#### PAGE EXTRACT

The Nightingales are centred around its vocalist Robert Lloyd and, despite a twenty year absence between 1986 and 2006, have recorded seven albums together, ‘Pigs on Purpose’ (1982), ‘Hysterics’ (1983), ‘In the Good Old Country Way’ (1986), ‘Out of True’ (2006), ‘What’s Not to Love?’ (2007), ‘Insult to Injury’ (2008) and ‘No Love Lost’ (2012).
The group currently consists of ex-Prefect Alan Apperley (guitar) and Matt Wood (guitar), both of whom joined the group when it reformed, and new recruits Andreas Schmid (bass) and Fliss Kilsson (drums). ‘No Love Lost’ was recorded, like ‘Insult to Injury’, at the German band Faust’s studio in Scheer in Germany. It maintains Lloyd’s trademark, but witty vocals and with an anarchic bullishness and fearlessness pits and melds musical style after musical style together.
Pennyblackmusic spoke to Robert Lloyd about ‘No Love Lost’.

########

**EXERCISE REQUIREMENTS**
Carry on the piece about The Nightingales from its last sentence. The material after this text comes from a separate source.

#### RECORDED INFORMATION

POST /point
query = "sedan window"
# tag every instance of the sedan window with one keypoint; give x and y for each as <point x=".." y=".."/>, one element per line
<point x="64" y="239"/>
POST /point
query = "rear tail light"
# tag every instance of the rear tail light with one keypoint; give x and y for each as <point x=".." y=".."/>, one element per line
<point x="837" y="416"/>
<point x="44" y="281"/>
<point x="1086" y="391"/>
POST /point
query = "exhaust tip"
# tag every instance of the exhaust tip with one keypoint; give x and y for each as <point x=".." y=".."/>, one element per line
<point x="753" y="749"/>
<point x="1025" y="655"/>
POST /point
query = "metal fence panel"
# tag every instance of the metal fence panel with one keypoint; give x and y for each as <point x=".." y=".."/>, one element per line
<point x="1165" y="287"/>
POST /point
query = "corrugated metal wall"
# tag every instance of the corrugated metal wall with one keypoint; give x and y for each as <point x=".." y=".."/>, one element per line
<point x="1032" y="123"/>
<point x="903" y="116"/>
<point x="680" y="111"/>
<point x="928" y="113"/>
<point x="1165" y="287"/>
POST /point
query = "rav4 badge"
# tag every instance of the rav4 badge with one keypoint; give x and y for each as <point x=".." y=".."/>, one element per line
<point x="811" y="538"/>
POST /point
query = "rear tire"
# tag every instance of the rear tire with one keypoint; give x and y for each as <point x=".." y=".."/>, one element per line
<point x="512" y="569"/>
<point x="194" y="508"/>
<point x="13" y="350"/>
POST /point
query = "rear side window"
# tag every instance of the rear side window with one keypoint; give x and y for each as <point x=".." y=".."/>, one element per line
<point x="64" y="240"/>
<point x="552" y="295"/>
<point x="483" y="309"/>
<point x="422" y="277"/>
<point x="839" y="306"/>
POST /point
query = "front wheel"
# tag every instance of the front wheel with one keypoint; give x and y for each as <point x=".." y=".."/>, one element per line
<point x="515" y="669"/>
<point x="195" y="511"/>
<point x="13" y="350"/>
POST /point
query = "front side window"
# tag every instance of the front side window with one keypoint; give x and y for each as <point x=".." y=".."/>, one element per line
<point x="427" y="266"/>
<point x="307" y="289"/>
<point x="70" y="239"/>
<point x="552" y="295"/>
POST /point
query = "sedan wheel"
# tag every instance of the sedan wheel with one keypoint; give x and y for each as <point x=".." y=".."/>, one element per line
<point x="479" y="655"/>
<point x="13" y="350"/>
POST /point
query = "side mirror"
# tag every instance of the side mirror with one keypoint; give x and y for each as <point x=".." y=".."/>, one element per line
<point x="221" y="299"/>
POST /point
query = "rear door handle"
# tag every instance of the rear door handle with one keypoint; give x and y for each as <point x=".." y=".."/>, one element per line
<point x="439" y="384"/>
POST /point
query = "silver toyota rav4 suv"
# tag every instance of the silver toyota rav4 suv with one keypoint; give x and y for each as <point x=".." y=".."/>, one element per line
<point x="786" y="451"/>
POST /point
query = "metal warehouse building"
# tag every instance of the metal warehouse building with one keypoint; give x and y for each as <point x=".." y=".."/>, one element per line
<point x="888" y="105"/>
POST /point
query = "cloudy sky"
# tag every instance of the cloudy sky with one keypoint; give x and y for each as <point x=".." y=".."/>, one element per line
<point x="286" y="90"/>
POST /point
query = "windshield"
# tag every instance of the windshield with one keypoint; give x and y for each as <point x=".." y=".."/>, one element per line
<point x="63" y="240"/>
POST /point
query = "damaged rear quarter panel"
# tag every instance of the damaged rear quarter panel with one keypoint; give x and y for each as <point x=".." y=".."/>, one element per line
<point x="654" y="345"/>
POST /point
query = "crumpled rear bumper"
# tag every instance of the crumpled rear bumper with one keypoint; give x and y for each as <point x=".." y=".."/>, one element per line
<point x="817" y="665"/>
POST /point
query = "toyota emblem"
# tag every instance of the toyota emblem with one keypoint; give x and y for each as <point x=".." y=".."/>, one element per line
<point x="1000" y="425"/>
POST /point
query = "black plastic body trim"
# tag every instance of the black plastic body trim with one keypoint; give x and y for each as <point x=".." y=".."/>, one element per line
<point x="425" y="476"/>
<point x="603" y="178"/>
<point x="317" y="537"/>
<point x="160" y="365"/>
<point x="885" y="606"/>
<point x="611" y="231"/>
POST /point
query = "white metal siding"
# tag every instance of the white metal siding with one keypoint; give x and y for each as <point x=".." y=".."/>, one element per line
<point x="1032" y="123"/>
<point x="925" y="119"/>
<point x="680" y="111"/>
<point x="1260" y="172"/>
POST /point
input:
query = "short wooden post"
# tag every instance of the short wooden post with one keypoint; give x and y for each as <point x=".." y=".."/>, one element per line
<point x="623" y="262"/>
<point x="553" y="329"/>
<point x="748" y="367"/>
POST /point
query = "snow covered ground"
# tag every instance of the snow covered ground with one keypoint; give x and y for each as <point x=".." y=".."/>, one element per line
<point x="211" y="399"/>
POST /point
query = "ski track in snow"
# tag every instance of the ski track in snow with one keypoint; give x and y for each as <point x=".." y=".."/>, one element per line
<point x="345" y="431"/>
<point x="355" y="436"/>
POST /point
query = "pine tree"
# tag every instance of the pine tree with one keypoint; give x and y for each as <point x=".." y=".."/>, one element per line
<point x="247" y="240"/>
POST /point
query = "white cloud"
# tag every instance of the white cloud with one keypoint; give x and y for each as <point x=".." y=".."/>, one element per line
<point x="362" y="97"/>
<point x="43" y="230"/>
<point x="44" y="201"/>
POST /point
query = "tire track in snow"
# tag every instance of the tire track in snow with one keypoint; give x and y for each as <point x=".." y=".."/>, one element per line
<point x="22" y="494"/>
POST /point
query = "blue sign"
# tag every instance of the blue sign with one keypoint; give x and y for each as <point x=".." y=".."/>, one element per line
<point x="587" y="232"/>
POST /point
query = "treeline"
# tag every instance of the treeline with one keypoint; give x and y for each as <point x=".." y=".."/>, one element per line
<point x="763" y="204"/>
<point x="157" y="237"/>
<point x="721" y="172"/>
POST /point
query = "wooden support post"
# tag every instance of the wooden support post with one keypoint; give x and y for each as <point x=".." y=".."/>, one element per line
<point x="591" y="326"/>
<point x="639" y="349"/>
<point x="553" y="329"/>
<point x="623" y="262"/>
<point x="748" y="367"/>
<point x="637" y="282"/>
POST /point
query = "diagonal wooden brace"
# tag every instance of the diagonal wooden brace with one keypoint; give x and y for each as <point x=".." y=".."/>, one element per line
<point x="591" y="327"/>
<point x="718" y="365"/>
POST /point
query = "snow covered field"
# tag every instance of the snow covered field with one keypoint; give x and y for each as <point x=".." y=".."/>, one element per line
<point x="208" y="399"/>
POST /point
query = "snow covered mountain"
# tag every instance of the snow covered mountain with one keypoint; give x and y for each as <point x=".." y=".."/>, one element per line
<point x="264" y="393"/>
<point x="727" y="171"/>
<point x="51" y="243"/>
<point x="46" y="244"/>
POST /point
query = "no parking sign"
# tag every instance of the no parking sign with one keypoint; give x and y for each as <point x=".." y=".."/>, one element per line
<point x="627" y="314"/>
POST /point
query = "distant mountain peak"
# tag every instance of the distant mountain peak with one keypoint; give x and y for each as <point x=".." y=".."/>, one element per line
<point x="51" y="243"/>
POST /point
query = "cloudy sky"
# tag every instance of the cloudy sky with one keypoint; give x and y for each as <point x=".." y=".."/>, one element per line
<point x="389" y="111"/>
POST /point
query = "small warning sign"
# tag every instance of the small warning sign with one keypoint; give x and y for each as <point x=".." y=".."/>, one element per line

########

**EXERCISE OUTPUT**
PB: The Prefects’ first official gig in 1976 ended in a riot after it premiered its song, ‘Birmingham’s a Shithole’. Over 35 years on, many of your lyrics continue to have sociological concerns. You have never come across as a musician that has traded in nostalgia. Do you think, however, that the socio-political situation has got better or worse since then and especially in Birmingham, or have times simply always been tough?
RL: Well wars, starvation and bad health, greed and wealth protection, abominable individuals and regimes etc, continue. Bigotry remains in fashion, and 'the man' and the religious zealots seem resolute and unremorseful about the pain they inflict and the selfishness they endlessly spawn. It's just the degrees of apathy and acceptance that fluctuate, and, of course, Birmingham is just a tiny dot on the globe.
PB: In light of the previous question, it is interesting that the Nightingales had their twenty year lay off between 1986 and 2006, when the country was getting over the worst years of Thatcherism and before Blair had really begun to outstay his welcome. Why did you come back when you did? Was there simply less need during your years away for a group like the Nightingales?
RL: The supposed years of mutual respite was just a coincidence.
PB: The Nightingales have recently dropped “the” from their moniker and become simply “Nightingales”. Why did you decide to do that?
RL: From 'Idiot Strength' to 'No Love Lost' it comes and goes. It's no big deal.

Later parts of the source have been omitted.